- [DESCRIPTION OF THE TASK] Only the lines from the one containing "Subject = green shrub" through the final line of the material below should be output, exactly as they stand.

Items from a data source
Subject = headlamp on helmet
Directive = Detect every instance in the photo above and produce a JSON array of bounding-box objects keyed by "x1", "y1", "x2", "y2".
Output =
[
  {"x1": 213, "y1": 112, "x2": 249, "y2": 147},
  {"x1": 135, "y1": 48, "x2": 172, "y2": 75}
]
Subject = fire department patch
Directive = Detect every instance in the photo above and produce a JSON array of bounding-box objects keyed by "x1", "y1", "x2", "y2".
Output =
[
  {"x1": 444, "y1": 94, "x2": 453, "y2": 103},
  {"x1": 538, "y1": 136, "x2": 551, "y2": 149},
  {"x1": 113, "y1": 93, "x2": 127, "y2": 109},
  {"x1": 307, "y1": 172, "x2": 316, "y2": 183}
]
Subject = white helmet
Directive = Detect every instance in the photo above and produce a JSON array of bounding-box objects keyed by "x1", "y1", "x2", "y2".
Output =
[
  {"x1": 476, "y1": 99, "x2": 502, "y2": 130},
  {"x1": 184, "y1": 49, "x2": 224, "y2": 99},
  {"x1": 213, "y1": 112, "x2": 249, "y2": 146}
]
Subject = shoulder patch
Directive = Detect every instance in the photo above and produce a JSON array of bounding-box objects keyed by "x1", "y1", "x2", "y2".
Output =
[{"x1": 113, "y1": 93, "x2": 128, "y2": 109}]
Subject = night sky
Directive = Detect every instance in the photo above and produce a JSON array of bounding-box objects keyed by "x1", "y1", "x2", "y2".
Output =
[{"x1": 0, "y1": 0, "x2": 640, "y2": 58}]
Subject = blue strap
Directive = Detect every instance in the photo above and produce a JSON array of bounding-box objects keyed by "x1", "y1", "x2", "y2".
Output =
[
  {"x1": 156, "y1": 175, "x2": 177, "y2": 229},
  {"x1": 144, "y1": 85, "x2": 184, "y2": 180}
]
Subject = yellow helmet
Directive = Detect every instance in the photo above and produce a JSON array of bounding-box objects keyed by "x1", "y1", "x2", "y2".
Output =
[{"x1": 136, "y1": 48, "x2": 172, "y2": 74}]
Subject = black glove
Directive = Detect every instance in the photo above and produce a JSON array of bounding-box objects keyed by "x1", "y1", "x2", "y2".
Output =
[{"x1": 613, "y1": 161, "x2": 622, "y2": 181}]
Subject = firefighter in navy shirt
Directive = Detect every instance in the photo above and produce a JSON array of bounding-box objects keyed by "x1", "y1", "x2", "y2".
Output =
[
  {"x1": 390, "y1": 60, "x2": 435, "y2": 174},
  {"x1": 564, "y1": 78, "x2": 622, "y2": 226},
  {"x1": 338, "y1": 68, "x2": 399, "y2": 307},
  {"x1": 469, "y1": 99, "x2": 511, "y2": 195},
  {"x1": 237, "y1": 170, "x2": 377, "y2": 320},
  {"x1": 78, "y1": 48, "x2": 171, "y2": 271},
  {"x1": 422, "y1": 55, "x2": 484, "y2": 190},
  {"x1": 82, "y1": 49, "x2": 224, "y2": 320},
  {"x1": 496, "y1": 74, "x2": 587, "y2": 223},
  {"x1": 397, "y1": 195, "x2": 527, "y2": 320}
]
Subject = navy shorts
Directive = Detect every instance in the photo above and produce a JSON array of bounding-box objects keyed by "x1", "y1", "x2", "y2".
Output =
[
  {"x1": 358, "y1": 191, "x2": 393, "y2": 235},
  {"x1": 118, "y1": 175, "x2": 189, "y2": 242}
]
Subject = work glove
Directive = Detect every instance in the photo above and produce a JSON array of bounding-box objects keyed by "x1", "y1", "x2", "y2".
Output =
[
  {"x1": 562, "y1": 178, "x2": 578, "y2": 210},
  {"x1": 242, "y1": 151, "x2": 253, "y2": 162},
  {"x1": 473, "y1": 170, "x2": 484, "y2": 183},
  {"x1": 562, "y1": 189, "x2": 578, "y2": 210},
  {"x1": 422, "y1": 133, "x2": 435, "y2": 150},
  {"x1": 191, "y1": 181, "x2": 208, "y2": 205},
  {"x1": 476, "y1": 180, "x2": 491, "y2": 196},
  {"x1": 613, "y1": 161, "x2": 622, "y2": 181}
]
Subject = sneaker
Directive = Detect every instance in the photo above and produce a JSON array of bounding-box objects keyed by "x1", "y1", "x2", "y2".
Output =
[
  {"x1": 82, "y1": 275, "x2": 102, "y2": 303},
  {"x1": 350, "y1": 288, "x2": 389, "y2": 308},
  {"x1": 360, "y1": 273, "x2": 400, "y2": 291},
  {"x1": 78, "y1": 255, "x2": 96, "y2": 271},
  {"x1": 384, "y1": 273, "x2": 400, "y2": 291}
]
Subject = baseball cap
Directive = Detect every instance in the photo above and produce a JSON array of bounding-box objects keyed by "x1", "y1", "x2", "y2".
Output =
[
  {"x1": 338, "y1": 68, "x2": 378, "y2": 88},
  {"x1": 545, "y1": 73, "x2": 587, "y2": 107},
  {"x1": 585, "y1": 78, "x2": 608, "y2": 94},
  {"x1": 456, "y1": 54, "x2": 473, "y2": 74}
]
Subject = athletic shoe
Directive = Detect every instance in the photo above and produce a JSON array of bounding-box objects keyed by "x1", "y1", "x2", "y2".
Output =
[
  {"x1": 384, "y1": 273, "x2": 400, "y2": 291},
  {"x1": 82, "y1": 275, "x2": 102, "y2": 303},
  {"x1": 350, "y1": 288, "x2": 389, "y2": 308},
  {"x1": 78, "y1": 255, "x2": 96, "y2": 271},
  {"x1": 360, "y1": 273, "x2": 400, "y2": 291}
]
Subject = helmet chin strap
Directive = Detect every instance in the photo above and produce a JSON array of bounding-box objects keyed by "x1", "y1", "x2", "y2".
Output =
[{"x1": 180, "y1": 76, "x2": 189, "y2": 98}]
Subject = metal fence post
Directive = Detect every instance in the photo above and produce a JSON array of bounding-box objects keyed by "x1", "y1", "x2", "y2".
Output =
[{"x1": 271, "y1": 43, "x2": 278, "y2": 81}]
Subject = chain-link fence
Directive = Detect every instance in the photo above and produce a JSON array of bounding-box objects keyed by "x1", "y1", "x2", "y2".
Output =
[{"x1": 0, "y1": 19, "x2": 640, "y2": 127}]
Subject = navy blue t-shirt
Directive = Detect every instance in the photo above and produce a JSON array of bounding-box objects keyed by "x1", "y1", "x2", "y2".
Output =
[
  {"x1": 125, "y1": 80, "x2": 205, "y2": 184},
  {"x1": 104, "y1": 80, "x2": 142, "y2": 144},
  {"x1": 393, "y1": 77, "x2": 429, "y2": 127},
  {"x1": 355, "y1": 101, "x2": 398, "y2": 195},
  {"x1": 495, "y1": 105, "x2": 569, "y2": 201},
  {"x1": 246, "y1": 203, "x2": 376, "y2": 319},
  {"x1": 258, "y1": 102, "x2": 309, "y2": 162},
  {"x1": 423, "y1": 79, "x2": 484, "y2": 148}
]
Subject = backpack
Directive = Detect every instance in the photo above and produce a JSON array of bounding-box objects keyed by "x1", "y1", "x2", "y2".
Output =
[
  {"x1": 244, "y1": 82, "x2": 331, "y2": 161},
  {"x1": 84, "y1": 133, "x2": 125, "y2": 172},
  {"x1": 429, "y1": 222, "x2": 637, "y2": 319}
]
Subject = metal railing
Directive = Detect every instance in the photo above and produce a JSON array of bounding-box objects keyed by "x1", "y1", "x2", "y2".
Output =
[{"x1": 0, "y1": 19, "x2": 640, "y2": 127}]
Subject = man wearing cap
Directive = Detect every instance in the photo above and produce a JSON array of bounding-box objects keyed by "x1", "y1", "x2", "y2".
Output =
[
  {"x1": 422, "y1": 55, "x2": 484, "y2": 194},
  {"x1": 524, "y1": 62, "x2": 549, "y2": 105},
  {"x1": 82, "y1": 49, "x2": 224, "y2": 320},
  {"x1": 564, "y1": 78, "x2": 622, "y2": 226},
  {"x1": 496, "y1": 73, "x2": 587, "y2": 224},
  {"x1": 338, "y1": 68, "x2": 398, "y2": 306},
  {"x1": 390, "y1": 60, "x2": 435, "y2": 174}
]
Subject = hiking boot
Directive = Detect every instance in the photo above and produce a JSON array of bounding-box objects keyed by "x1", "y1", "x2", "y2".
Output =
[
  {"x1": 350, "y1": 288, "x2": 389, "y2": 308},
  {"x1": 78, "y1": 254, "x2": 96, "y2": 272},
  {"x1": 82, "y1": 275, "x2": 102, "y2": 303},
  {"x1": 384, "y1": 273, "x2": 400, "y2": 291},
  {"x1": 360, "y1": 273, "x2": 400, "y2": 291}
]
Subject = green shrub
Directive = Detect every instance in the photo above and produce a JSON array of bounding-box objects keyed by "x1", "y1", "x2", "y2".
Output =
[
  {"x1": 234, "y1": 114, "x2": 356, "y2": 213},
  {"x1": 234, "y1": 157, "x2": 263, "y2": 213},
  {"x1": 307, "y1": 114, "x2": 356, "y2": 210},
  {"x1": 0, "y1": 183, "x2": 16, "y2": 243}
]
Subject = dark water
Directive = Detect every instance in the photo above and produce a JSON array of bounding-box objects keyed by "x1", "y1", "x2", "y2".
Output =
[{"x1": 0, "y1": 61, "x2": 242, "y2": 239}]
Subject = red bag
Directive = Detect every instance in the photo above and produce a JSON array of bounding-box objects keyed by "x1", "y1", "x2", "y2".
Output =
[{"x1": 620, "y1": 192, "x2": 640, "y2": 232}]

- [OUTPUT BELOW]
Subject = green shrub
Directive = Detect every instance in the photo above and produce a JSON array of bounding-box objects keyed by "x1", "y1", "x2", "y2".
Output =
[
  {"x1": 234, "y1": 114, "x2": 356, "y2": 213},
  {"x1": 234, "y1": 157, "x2": 263, "y2": 213},
  {"x1": 307, "y1": 114, "x2": 356, "y2": 210},
  {"x1": 0, "y1": 183, "x2": 16, "y2": 243}
]
Subject = dark water
Directive = Detect every instance in the photo above and produce a JSON array of bounding-box objects keyed by "x1", "y1", "x2", "y2".
Output =
[{"x1": 0, "y1": 61, "x2": 242, "y2": 239}]
Subject = red bag
Directive = Detect every instance in the photo above and produce a JSON array of bounding-box objects keyed by "x1", "y1", "x2", "y2".
Output =
[{"x1": 620, "y1": 192, "x2": 640, "y2": 232}]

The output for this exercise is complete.